Обязательное задание: Выпишите из текста о юридическом языке всё, на что, по его словам, опирается реальный контекст при естественном преодолении «полисмысловости».

Текст для чтения:
■ ■ ■

Мы полагаем, что жесткость функционально-семантического поля юридического языка, имеет свои глубинные обоснования. Таковым, на наш взгляд является способ интерпретации речевых произведений. Сопоставим в этой связи художественное и юридическое функционирование речевого произведения. Первое характеризуется стремлением к открытости смысла, снятием однозначности, приданием ему бесконечного веера субъективных интерпретаций. Механизм естественной интерпретации также предполагает вероятностный выбор возможных вариантов интерпретации слова, высказывания, текста. В значительной мере естественное преодоление их потенциальной "полисмысловости" достигается смысловым согласованием отдельных (потенциально многозначных единиц) с реальным контекстом, опирающимся на здравый смысл (понимание ситуации), фоновые знания, языковой опыт носителя языка. Юридический язык другой. Традиционное юридическое "аристотелевское" мышление противостоит логике возможных миров [15]. В юридических текстах существует тенденция "перечислить все возможные условия и следствия", ср., например, текст статьи п. 48 СК РФ ч.2: "Если ребенок родился от лиц, состоящих в браке между собой, а также в течение 300 дней с момента расторжения брака, признания его недействительным или с момента смерти супруга матери ребенка, отцом ребенка признается супруг (бывший супруг) матери, если не доказано иное". Если естественная множественность интерпретации базируется на "доверии субъективности сознания", то основной презумпцией юридической интерпретации становится формула: "Конфликт интерпретаций решает власть!" [5]. Закон, будучи воплощенной волей законодателя, может официально толковаться только законодателем. Разумеется, формально-логическая детерминанта юридического языка не единственная. Ей противостоит диалектико-логическая тенденция, предполагающая принципиальную невозможность охвата юридическими текстами бесконечного разнообразия реалий ( в нашем случае конфликтов) и вытекающей отсюда неизбежности субъективного начала и в законодательстве, и в правосудии и в любом судебном вердикте. Ср. мнение Е.П. Никитина, приводимое А.Ф. Черданцевым, в связи с неопределенностью самого понятия "понятное", которое "явно или неявно предполагает апелляцию к чисто субъективным моментам" [16, с.14]. Таким образом, "смысловая жесткость" юридического языка не может быть абсолютизированной, настаивание на ней может привести к внутренним конфликтам в сфере юридической герменевтики.

■ ■ ■

Выдержки из записей:
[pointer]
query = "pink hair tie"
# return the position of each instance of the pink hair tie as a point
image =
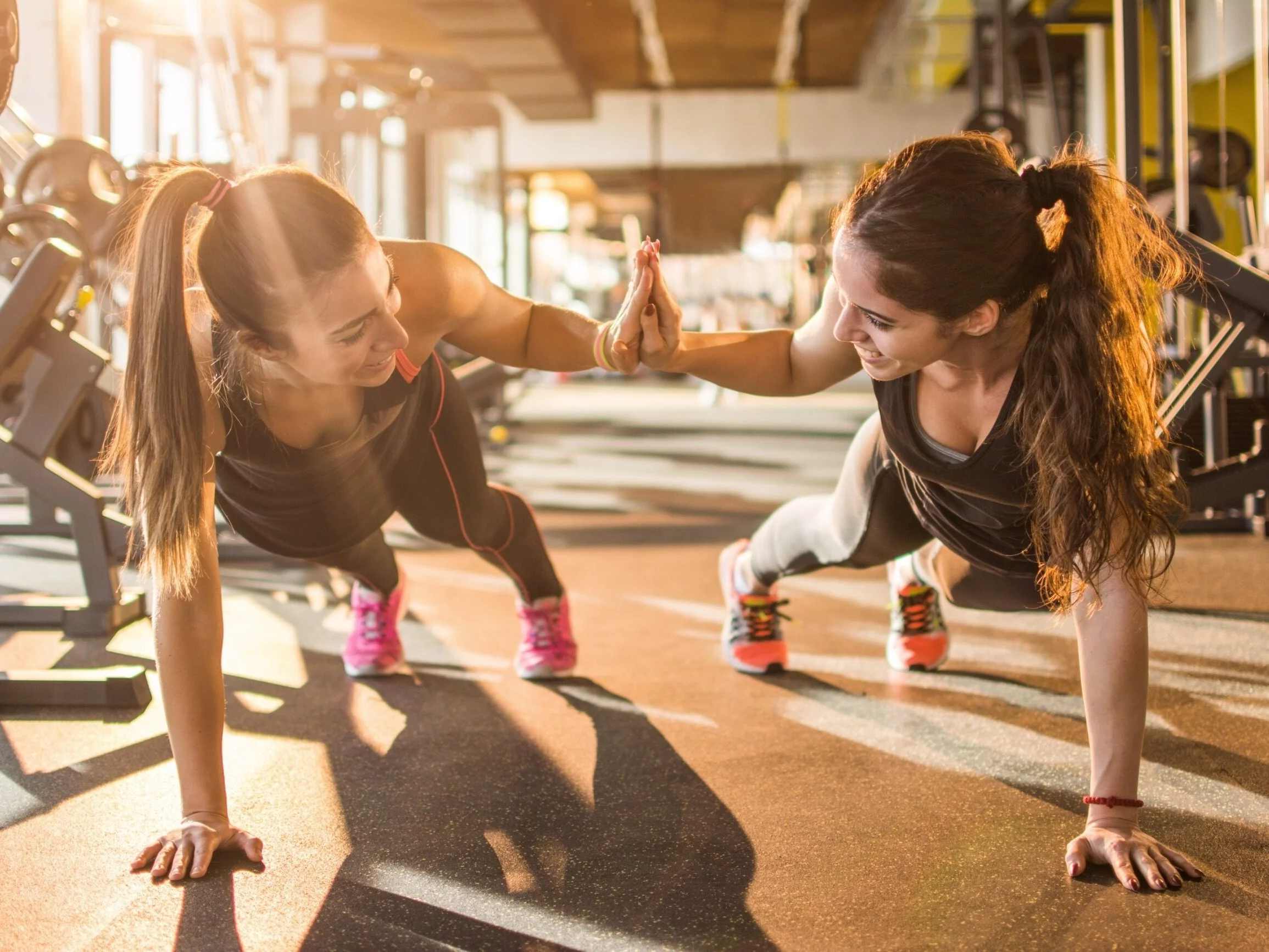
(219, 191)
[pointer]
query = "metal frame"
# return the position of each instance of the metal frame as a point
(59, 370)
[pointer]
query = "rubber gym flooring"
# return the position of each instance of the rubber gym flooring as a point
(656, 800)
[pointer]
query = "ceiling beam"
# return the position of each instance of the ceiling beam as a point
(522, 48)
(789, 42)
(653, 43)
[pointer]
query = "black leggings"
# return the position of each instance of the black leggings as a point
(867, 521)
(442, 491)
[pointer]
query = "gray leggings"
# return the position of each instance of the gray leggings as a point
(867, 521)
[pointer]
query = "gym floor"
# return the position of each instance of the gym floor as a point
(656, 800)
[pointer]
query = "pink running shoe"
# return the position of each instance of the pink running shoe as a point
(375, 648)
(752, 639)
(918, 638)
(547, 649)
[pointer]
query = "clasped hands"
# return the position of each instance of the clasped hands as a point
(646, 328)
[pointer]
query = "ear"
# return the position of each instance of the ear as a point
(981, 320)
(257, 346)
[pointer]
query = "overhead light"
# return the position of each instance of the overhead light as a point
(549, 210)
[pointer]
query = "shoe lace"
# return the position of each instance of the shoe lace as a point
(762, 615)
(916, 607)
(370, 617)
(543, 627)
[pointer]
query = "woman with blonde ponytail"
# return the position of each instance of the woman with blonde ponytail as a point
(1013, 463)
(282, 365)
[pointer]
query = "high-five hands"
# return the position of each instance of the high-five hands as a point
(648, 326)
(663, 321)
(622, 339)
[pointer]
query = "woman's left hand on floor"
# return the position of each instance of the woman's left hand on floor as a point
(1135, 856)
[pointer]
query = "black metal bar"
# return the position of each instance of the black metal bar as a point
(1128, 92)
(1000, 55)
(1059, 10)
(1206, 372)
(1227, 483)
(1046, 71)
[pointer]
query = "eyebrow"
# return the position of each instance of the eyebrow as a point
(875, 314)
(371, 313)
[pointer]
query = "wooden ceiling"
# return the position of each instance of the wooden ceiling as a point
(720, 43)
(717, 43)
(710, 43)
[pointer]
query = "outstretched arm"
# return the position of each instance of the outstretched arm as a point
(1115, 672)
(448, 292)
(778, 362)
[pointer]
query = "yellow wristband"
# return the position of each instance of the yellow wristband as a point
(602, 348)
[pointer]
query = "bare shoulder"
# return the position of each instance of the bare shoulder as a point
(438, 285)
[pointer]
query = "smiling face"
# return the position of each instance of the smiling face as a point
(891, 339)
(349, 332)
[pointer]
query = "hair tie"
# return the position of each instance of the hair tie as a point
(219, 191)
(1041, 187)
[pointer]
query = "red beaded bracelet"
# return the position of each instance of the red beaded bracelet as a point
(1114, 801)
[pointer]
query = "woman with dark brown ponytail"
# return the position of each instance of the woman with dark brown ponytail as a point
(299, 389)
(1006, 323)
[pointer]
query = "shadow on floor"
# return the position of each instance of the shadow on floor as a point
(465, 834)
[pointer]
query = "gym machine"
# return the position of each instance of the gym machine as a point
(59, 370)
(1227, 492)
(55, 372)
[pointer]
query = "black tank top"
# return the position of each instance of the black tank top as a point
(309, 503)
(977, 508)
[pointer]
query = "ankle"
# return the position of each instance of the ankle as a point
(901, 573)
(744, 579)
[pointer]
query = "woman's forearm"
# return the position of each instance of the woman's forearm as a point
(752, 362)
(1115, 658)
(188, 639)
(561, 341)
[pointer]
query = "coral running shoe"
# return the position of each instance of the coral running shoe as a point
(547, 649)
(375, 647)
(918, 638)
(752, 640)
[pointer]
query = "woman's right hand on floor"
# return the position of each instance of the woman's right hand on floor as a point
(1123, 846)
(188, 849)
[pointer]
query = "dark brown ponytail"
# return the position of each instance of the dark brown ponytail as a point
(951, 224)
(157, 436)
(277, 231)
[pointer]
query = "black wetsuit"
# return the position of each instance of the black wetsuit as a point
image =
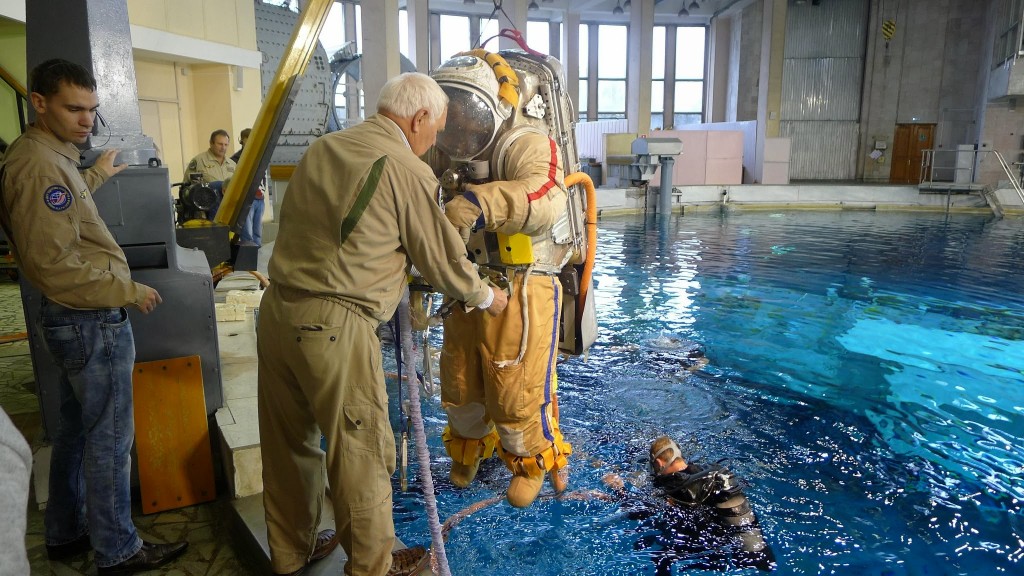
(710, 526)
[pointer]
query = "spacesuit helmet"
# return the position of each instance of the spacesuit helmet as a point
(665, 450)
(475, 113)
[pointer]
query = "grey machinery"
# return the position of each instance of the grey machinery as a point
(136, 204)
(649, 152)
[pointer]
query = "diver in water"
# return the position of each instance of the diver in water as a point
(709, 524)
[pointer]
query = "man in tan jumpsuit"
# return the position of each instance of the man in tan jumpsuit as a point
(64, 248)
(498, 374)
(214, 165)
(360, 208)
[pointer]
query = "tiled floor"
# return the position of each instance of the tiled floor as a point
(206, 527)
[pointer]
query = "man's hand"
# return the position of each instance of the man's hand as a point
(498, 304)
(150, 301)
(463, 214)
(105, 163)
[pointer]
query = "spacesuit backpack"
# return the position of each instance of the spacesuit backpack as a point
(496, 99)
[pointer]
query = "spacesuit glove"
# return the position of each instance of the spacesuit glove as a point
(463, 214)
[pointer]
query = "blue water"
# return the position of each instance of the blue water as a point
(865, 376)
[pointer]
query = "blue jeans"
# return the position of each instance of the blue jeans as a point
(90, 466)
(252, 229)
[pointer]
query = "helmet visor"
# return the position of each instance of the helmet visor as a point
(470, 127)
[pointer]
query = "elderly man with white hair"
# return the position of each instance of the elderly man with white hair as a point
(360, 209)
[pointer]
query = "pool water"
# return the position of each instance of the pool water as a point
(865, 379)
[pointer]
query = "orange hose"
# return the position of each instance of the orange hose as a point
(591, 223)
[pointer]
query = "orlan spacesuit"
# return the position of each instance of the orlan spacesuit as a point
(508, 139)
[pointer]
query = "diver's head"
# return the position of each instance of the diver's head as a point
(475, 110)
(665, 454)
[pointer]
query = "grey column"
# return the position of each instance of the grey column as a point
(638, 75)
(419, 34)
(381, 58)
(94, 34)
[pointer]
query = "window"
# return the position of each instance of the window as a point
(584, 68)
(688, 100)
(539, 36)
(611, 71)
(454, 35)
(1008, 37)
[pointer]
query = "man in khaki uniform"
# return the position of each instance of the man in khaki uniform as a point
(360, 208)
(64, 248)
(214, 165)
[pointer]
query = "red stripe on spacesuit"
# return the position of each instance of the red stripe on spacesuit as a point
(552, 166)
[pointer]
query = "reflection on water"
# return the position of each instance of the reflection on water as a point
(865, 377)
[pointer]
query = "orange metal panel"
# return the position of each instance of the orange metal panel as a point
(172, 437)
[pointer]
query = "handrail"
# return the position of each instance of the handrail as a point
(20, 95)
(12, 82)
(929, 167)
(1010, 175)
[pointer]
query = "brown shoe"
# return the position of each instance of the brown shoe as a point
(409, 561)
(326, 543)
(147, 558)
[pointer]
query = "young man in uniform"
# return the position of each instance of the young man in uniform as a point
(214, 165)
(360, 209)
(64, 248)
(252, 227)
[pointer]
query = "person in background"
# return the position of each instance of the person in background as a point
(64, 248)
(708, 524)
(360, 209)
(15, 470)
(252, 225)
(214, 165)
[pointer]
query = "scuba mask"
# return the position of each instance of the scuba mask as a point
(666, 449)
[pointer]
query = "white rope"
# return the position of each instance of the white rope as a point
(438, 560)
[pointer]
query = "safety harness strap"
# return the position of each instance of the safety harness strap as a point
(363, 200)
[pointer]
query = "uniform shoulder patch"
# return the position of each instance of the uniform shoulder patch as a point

■ ■ ■

Решение задания: здравый смысл (понимание ситуации); фоновые знания; языковой опыт носителя языка